REQUIRED ACTIONS:
1/ In the passage on planning studies below, what is a Phase II investigation?
2/ Repeat word for word the part of the passage on planning studies below that opens with the words containing "We gather data" and closes with "of gathering knowledge.".

PASSAGE SHOWN:

Probability & Statistics

Index

Mathematics

Chapter 1 Planning Studies
From Design to Publication

(A few statistical terms commonly appearing in medical articles appear in this chapter without having been previously defined. In case a reader encounters an unfamiliar one, a glossary at the chapter’s end provides interim definitions pending formal definitions later in this book.)

1.1 Organizing a Study

A study must be organized sooner or later. Planning in advance from an overview down to details increases efficiency, reduces false starts, reduces errors, and shortens the time spent. The lazy and least stressful way to do it, in the sense of least work overall, is thorough planning up front.

1.2 Stages of Scientific Knowledge

Stages

We gather data because we want to know something. These data are useful only if they provide information about what we want to know. A scientist usually seeks to develop knowledge in three stages. The first stage is to describe a class of scientific events. The second stage is to explain these events. The third stage is to predict the occurrence of these events. The ability to predict an event implies some level of understanding of the rule of nature governing the event. The ability to predict outcomes of actions allows the scientist to make better decisions about such actions. At best, a general scientific rule may be inferred from repeated events of this type. Following is a brief explanation of the three stages of gathering knowledge.

The Causative Process is of Interest, Not the Data

A process, or set of forces, generates data related to an event. It is this process, not the data per se, that interests us.

Description: the stage in which we seek to describe the data-generating process in cases for which we have data from that process. Description would answer questions such as: What is the range of prostate volumes for a sample of urology patients? What is the difference in average volume between patients with negative biopsy results and those with positive results?

Explanation: the stage in which we seek to infer characteristics of the (overall) data-generating process when we have only part (usually a small part) of the possible data. Inference would answer questions such as: For a sample of patients with prostate problems, can we expect the average of volumes of patients with positive biopsy results to be less than those of patients with negative biopsy results, for all men with prostate problems? Such inferences usually take the form of tests of hypotheses.

Prediction: the stage in which we seek to make predictions about a characteristic of the data-generating process on the basis of newly taken related observations. Such a prediction would answer questions such as: On the basis of a patient’s negative digital rectal examination, prostate-specific antigen (PSA) of 9, and prostate volume of 30 ml, what is the probability that he has prostate cancer? Such predictions allow us to make decisions on how to treat our patients to change the chances of an event. For example: Should I perform a biopsy on my patient? Predictions usually take the form of a mathematical model of the relationship between the predicted (dependent) variable and the predictor (independent) variables.

Phase I–IV Studies

Stages representing increasing knowledge in medical investigations often are categorized by phases. A Phase I investigation is devoted to discovering if a treatment is safe and in gaining enough understanding of the treatment to design formal studies. For example, a new drug is assessed to learn the level of dosage to study and if this level is safe in its main and side effects. A Phase II investigation is a preliminary investigation of the effectiveness of treatment. Is this drug more effective than existing drugs? Is the evidence of effectiveness strong enough to justify further study? Phase III is a large-scale verification of the early findings, the step from “some evidence” to “proof” (or, more exactly, close enough to proof to be accepted in general medical practice). The drug was shown more effective on several Phase II studies of 20 or 30 patients each over a scatter of subpopulations; now it must be shown to be more effective on, perhaps, 10 000 patients, in a sample comprehensively representing the entire population. In Phase IV, an established treatment is monitored to detect any changes in the treatment of a population of patients that would affect its use. Long-term toxicities must be detected. It must be determined if a microorganism being killed by a drug can evolve to become partially immune to it.

Natural-language object grounding data
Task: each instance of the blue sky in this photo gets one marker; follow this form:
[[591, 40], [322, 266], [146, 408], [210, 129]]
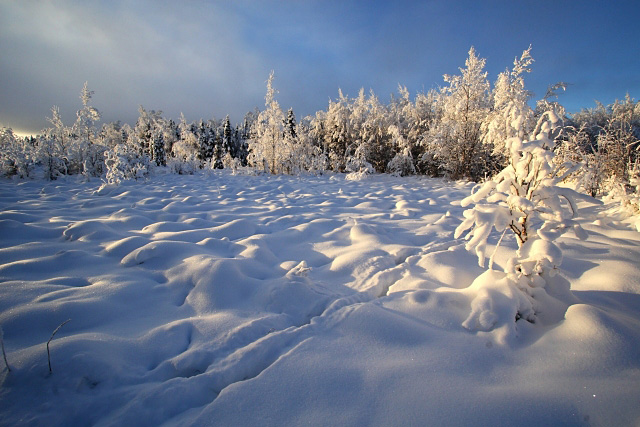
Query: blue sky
[[212, 58]]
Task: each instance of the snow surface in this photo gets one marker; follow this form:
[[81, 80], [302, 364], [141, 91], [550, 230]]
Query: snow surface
[[241, 300]]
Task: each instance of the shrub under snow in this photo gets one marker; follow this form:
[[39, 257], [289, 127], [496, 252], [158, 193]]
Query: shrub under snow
[[524, 198]]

ANSWERS FOR EACH ITEM:
1/ A preliminary investigation of the effectiveness of treatment.

2/
We gather data because we want to know something. These data are useful only if they provide information about what we want to know. A scientist usually seeks to develop knowledge in three stages. The first stage is to describe a class of scientific events. The second stage is to explain these events. The third stage is to predict the occurrence of these events. The ability to predict an event implies some level of understanding of the rule of nature governing the event. The ability to predict outcomes of actions allows the scientist to make better decisions about such actions. At best, a general scientific rule may be inferred from repeated events of this type. Following is a brief explanation of the three stages of gathering knowledge.